(Items from a dataset)
########

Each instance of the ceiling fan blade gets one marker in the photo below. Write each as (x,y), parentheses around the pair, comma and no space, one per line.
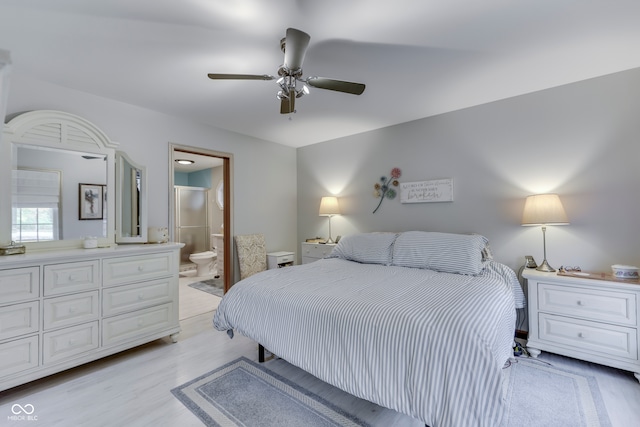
(295,47)
(240,76)
(337,85)
(288,105)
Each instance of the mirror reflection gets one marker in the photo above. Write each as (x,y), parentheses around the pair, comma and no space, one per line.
(131,200)
(49,194)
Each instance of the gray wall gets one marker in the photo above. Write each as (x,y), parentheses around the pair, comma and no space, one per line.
(580,141)
(264,173)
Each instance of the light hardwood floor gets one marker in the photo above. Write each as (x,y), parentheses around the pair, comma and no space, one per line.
(133,388)
(193,301)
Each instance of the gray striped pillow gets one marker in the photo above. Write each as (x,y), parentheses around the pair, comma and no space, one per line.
(446,252)
(366,248)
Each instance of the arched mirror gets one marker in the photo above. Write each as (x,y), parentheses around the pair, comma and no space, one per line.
(59,184)
(62,177)
(131,200)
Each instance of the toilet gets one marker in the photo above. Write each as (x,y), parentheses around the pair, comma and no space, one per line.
(203,261)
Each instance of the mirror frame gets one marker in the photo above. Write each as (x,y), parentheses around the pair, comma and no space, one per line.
(54,129)
(121,158)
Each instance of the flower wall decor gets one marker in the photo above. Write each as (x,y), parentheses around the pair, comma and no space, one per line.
(384,188)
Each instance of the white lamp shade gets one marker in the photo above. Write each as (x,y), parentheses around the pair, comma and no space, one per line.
(329,206)
(544,209)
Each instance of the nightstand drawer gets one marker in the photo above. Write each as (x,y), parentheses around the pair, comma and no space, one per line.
(592,304)
(606,340)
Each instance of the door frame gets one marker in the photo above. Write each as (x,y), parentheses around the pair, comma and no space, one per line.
(227,212)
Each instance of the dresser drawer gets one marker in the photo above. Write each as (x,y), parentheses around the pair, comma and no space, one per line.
(120,299)
(19,355)
(123,270)
(71,309)
(600,338)
(19,284)
(19,319)
(134,325)
(592,304)
(68,342)
(315,251)
(71,277)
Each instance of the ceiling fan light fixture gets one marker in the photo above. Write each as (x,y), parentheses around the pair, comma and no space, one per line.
(303,91)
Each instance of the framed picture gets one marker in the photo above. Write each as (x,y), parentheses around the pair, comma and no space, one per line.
(90,200)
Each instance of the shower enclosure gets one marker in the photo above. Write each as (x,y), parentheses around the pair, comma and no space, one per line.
(192,224)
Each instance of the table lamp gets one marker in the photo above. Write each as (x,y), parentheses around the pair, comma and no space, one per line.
(329,207)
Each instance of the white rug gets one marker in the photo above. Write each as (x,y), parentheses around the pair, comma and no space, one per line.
(245,393)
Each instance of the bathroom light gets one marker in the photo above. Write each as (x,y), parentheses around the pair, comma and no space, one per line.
(185,161)
(329,207)
(544,209)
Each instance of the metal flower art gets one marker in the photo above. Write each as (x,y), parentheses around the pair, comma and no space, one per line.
(384,188)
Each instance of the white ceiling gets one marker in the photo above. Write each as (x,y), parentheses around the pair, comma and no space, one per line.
(417,57)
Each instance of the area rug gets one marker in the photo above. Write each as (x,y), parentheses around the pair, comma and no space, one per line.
(211,286)
(540,394)
(243,393)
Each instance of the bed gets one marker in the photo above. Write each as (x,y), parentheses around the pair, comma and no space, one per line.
(418,322)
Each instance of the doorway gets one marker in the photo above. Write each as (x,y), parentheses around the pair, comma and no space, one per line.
(208,177)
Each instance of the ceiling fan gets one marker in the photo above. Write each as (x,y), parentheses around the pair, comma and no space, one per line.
(290,80)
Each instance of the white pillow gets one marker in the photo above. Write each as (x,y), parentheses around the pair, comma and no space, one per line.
(446,252)
(366,248)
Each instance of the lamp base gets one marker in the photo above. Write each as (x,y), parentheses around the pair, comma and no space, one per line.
(545,267)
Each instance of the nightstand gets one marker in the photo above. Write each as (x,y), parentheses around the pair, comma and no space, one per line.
(593,319)
(280,259)
(315,251)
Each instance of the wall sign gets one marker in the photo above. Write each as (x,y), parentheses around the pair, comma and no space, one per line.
(436,190)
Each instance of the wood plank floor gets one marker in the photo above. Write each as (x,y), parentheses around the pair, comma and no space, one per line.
(133,388)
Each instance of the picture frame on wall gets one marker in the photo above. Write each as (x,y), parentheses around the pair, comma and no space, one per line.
(90,201)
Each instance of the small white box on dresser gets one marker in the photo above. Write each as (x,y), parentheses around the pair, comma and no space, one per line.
(315,251)
(590,317)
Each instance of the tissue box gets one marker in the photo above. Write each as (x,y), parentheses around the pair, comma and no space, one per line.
(12,249)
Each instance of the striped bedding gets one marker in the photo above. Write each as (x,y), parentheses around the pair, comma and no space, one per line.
(428,344)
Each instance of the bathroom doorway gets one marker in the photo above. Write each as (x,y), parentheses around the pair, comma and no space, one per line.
(202,188)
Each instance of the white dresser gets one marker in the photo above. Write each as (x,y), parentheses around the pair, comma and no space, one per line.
(589,319)
(315,251)
(65,308)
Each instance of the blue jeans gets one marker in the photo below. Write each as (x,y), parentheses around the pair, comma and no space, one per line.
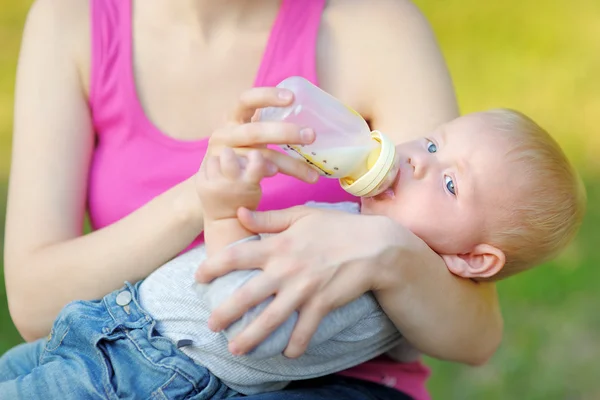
(109,349)
(105,349)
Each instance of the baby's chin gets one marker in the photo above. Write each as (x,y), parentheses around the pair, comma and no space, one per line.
(375,205)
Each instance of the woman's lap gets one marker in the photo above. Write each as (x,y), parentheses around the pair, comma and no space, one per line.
(20,360)
(332,387)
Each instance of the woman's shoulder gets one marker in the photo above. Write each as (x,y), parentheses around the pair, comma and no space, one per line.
(65,25)
(382,58)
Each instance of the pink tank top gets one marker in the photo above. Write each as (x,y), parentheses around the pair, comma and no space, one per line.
(134,161)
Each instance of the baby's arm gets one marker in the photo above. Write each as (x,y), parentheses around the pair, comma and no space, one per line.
(335,322)
(226,183)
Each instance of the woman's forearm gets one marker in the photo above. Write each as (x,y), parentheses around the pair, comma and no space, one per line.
(440,314)
(42,280)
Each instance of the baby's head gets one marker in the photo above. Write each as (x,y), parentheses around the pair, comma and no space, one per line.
(491,192)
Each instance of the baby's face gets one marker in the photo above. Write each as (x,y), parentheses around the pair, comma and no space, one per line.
(449,185)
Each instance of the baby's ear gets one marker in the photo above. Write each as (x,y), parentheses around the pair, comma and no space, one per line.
(483,261)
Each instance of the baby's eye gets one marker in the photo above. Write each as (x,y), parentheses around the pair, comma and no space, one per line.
(450,185)
(431,147)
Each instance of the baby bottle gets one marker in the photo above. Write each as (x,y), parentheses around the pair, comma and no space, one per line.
(344,148)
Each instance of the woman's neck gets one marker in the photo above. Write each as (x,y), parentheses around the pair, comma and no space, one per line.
(213,17)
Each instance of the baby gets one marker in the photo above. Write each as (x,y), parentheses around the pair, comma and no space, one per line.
(491,192)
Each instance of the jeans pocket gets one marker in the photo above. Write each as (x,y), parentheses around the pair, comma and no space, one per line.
(58,333)
(130,372)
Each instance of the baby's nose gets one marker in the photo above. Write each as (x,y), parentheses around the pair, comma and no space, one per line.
(419,165)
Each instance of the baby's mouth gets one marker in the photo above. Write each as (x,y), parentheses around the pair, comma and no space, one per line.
(389,193)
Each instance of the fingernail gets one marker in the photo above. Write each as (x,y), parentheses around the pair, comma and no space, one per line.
(285,95)
(312,175)
(213,326)
(233,349)
(307,135)
(272,169)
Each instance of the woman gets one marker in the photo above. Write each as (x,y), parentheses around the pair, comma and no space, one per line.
(113,115)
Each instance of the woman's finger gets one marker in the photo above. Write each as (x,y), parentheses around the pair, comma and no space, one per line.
(243,256)
(252,293)
(274,221)
(258,168)
(309,319)
(213,168)
(260,97)
(350,283)
(277,312)
(285,164)
(262,133)
(230,163)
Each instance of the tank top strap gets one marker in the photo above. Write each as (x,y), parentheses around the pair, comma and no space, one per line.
(110,61)
(292,46)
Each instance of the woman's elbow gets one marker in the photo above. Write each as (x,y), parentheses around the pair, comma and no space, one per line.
(20,306)
(486,345)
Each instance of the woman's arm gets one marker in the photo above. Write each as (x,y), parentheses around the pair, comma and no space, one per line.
(47,261)
(410,94)
(403,86)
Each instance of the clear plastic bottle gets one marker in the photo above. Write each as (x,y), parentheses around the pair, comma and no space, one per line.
(344,148)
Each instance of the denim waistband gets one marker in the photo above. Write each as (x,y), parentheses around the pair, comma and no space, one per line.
(124,307)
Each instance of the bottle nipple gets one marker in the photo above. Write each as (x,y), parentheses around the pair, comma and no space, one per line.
(380,164)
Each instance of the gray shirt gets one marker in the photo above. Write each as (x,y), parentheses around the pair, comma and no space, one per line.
(346,337)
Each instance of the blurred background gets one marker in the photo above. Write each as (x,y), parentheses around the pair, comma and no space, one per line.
(542,58)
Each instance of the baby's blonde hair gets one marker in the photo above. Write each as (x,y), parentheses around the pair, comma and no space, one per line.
(547,210)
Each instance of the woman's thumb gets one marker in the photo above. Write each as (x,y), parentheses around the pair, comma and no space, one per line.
(271,221)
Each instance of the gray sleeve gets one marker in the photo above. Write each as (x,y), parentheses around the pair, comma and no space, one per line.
(214,293)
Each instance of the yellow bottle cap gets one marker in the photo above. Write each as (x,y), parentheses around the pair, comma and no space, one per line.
(380,163)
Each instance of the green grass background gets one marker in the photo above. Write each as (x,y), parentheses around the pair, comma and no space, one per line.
(541,57)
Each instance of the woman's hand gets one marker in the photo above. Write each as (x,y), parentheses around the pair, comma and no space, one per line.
(243,133)
(316,274)
(323,259)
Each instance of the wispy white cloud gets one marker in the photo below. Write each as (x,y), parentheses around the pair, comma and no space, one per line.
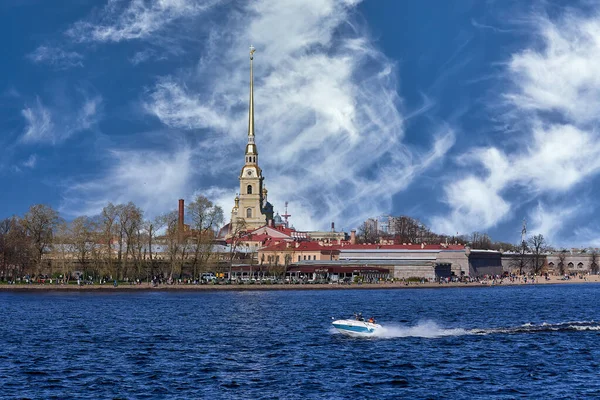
(137,19)
(39,126)
(554,102)
(552,221)
(562,74)
(45,126)
(30,162)
(178,108)
(153,180)
(328,116)
(145,56)
(56,57)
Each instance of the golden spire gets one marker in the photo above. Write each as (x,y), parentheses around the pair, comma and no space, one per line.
(251,108)
(251,151)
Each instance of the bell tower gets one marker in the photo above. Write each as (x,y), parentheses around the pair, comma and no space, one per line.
(250,200)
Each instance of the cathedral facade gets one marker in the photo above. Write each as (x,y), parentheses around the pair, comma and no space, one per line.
(251,209)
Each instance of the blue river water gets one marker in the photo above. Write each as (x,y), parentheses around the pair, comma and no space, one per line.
(461,343)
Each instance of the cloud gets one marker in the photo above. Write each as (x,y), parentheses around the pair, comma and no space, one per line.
(554,103)
(329,124)
(153,180)
(31,162)
(137,19)
(562,74)
(550,221)
(174,106)
(56,57)
(52,127)
(39,126)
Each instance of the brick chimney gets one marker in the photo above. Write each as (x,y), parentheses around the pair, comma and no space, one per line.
(181,218)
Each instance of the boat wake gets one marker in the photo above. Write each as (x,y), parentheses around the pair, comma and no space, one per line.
(430,329)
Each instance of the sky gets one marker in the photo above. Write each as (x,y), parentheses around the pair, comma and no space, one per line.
(469,115)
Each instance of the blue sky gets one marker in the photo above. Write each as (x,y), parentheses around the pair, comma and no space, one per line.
(468,115)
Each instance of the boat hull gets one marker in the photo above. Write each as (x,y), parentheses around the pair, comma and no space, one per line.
(354,328)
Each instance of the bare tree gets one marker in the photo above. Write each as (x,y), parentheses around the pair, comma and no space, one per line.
(81,232)
(129,223)
(367,233)
(206,217)
(239,229)
(522,261)
(151,228)
(176,249)
(16,251)
(594,261)
(537,244)
(480,241)
(108,220)
(562,266)
(40,222)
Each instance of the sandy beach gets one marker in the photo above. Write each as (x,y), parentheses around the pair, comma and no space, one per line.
(553,280)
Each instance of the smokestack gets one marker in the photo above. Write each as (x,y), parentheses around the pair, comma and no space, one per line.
(181,216)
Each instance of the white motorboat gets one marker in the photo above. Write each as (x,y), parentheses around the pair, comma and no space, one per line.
(357,327)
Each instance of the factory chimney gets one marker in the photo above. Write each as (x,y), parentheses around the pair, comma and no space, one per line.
(181,219)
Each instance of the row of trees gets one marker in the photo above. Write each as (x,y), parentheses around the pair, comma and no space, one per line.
(529,255)
(119,242)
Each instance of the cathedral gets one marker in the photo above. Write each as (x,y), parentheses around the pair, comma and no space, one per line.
(251,209)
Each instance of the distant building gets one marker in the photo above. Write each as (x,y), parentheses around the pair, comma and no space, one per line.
(251,204)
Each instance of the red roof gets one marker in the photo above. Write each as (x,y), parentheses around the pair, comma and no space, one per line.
(300,246)
(316,246)
(403,247)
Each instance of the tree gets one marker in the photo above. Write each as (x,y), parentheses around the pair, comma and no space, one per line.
(367,233)
(108,219)
(151,227)
(40,222)
(176,249)
(562,266)
(239,230)
(594,261)
(521,261)
(480,241)
(538,247)
(81,235)
(129,225)
(206,217)
(16,251)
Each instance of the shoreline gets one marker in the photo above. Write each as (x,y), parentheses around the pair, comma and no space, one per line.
(146,287)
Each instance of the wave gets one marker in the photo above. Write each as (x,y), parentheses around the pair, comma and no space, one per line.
(430,329)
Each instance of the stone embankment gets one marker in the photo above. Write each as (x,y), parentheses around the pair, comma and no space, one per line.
(242,287)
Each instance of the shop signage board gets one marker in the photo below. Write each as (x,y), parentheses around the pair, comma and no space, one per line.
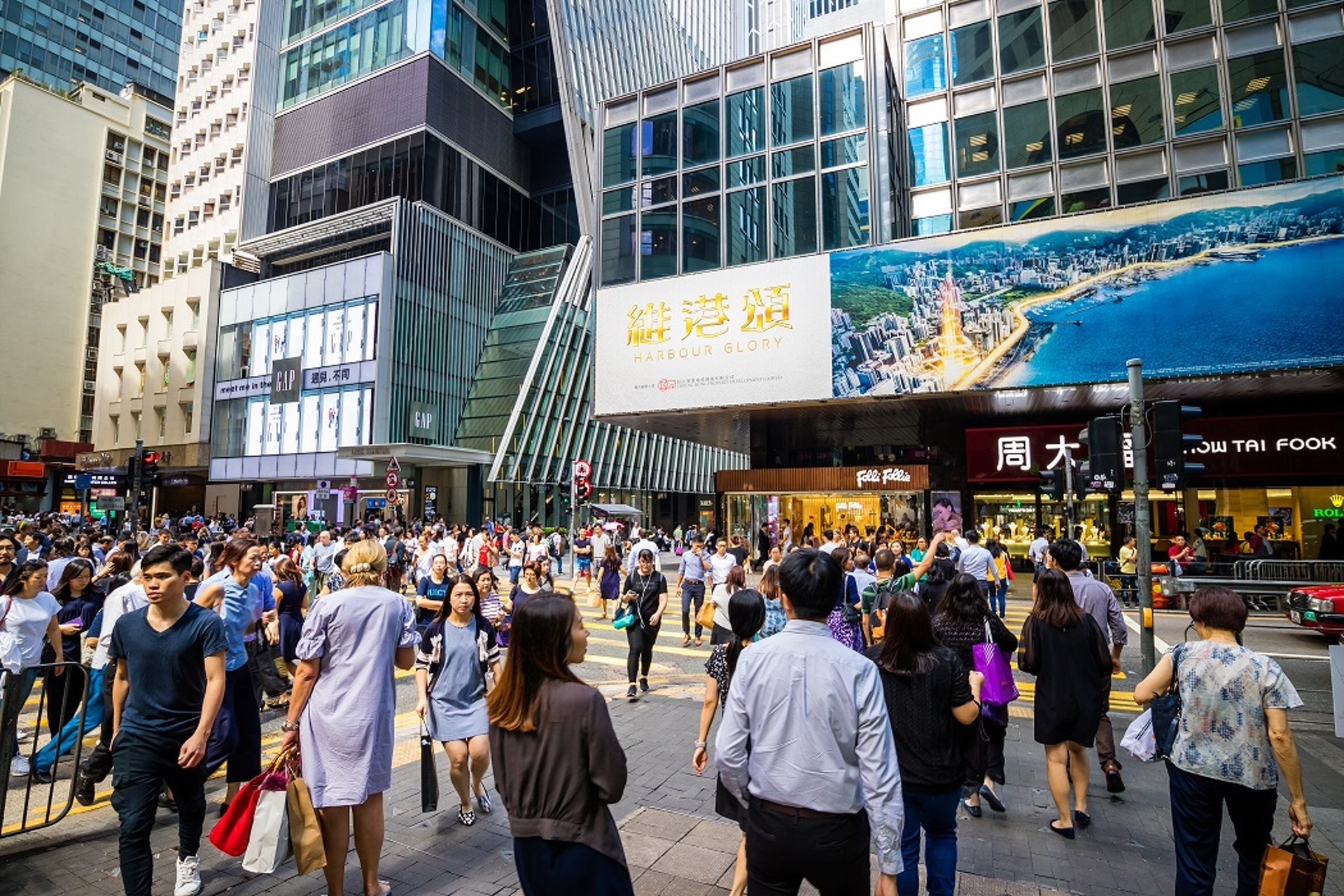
(1016,307)
(1261,447)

########

_Directions_: Each line from the one with "Each instance of the wave" through the end of the entries should be reproduced exactly. Leave out the pictures.

_Task response_:
Each instance of the wave gets one marker in the photo above. Write each as (x,y), parentheses around the pair, comma and no space, one per line.
(430,329)
Each instance of the stone embankment gets one marker in the photo above. Write each as (x,y), parentheses around the pair, comma and no space, one per line.
(242,287)
Each instance of the shop signage board gets one marker in the photo below. Write each as (x,y), parentheses around the pair, comma and no space, one per line.
(1016,307)
(1261,447)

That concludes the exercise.